*THE INPUT*

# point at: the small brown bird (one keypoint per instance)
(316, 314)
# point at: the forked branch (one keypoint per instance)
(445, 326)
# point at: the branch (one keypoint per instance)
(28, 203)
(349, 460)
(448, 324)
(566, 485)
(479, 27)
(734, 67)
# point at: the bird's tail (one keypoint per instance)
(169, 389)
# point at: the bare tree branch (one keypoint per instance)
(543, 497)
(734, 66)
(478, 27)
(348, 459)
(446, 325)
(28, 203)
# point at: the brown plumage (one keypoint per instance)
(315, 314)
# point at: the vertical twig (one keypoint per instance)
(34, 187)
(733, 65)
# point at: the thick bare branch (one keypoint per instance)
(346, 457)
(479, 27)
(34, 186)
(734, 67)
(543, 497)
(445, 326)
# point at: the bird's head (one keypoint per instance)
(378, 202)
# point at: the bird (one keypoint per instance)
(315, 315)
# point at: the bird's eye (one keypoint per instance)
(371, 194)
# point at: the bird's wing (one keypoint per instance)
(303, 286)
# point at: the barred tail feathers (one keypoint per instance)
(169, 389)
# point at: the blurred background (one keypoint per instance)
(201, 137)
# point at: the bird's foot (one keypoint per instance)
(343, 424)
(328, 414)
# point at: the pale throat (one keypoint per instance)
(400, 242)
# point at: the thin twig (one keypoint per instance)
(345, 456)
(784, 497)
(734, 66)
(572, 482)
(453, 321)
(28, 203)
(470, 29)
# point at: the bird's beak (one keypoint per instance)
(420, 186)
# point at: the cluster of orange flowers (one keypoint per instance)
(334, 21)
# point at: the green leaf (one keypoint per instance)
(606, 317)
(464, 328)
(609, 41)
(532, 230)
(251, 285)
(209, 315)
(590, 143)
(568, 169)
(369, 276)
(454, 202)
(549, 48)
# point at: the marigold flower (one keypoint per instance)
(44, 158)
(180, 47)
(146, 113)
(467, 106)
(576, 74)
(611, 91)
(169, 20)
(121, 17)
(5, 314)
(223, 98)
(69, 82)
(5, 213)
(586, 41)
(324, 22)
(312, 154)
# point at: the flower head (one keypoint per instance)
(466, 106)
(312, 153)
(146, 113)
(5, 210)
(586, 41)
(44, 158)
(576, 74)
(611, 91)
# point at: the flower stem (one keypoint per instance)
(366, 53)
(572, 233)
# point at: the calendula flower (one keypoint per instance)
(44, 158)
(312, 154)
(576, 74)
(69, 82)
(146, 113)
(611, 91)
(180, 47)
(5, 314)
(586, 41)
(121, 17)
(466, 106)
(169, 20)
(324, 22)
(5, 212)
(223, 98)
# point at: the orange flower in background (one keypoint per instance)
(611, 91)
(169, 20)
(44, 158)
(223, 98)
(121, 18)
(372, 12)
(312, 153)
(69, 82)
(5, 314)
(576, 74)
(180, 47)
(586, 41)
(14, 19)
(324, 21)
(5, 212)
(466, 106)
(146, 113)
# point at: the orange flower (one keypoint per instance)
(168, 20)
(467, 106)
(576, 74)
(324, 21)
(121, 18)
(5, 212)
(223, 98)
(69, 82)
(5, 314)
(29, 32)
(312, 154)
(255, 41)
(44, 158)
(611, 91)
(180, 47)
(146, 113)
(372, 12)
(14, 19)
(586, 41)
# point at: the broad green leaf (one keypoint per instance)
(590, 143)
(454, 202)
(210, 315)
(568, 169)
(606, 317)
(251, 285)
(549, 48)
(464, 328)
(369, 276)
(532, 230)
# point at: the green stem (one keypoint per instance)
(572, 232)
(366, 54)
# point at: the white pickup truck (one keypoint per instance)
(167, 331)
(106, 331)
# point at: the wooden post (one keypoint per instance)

*REQUIREMENT*
Each line of the listing has to be repeated exactly in the reply.

*TASK RESPONSE*
# point at: the small brown bird (one keypoint per instance)
(316, 314)
# point at: the forked branch (one keypoint per instance)
(445, 326)
# point at: the branch (one keypoint per instance)
(28, 203)
(349, 460)
(448, 324)
(566, 485)
(479, 27)
(734, 67)
# point at: the bird's tail (one keypoint per instance)
(169, 389)
# point at: the bare tree branch (one keypoint per instance)
(543, 497)
(734, 66)
(478, 27)
(348, 459)
(446, 325)
(28, 203)
# point at: the brown plumage (one keypoint per instance)
(315, 314)
# point at: the vertical twig (one keypoint per instance)
(34, 187)
(733, 65)
# point at: the thick bare branch (one keypoint per instance)
(346, 457)
(479, 27)
(34, 186)
(734, 67)
(543, 497)
(445, 326)
# point at: the bird's head (one keypoint per instance)
(378, 202)
# point at: the bird (one keypoint per instance)
(315, 315)
# point at: the bird's eye (one keypoint per instance)
(371, 194)
# point at: the bird's wing (one keypoint per instance)
(303, 286)
# point at: the barred tail feathers (one keypoint per instance)
(169, 389)
# point at: the blurred background (one keypoint per instance)
(201, 137)
# point at: the bird's foot (one keypoint per instance)
(343, 424)
(328, 414)
# point at: the pale throat (one keypoint per instance)
(400, 242)
# point at: the thin twig (one keypoint per instance)
(345, 456)
(784, 497)
(734, 66)
(572, 482)
(453, 321)
(28, 203)
(470, 29)
# point at: the bird's beak (one keypoint per instance)
(420, 186)
# point at: the cluster of orange flowers (one keypoint per instance)
(334, 21)
# point at: the green leaf (one keypoint per instance)
(606, 317)
(464, 328)
(609, 41)
(532, 230)
(251, 285)
(209, 315)
(590, 143)
(568, 169)
(369, 276)
(454, 202)
(549, 48)
# point at: the marigold flower (one keypoint per instance)
(44, 158)
(180, 47)
(146, 113)
(467, 106)
(576, 74)
(611, 91)
(169, 20)
(121, 17)
(5, 314)
(223, 98)
(69, 82)
(5, 213)
(586, 41)
(324, 22)
(312, 154)
# point at: the flower head (one keypoint per instance)
(466, 106)
(312, 153)
(146, 113)
(5, 210)
(586, 41)
(44, 158)
(576, 74)
(611, 91)
# point at: the flower stem (one keypoint per instance)
(366, 53)
(572, 233)
# point at: the calendula flower (one keypoint per instance)
(44, 158)
(312, 154)
(576, 74)
(69, 82)
(146, 113)
(611, 91)
(180, 47)
(5, 314)
(586, 41)
(121, 17)
(466, 106)
(169, 20)
(324, 22)
(5, 212)
(223, 98)
# point at: the orange flower in background (one keypoint per instance)
(611, 91)
(169, 20)
(44, 158)
(223, 98)
(121, 18)
(372, 12)
(312, 153)
(69, 82)
(5, 314)
(576, 74)
(180, 47)
(586, 41)
(14, 19)
(324, 21)
(5, 212)
(466, 106)
(146, 113)
# point at: the orange flower (one keypoint per instance)
(168, 20)
(467, 106)
(576, 74)
(324, 21)
(121, 18)
(5, 212)
(223, 98)
(69, 82)
(5, 314)
(29, 32)
(312, 154)
(255, 41)
(44, 158)
(611, 91)
(180, 47)
(146, 113)
(372, 12)
(14, 19)
(586, 41)
# point at: the broad green leaf (one keypoint per instance)
(590, 143)
(454, 202)
(210, 315)
(568, 169)
(606, 317)
(251, 285)
(549, 48)
(464, 328)
(369, 276)
(532, 230)
# point at: the green stem (one keypoint per instance)
(572, 232)
(366, 54)
# point at: the white pickup truck (one keypoint per instance)
(167, 331)
(106, 331)
# point at: the wooden post (one keypoint per instance)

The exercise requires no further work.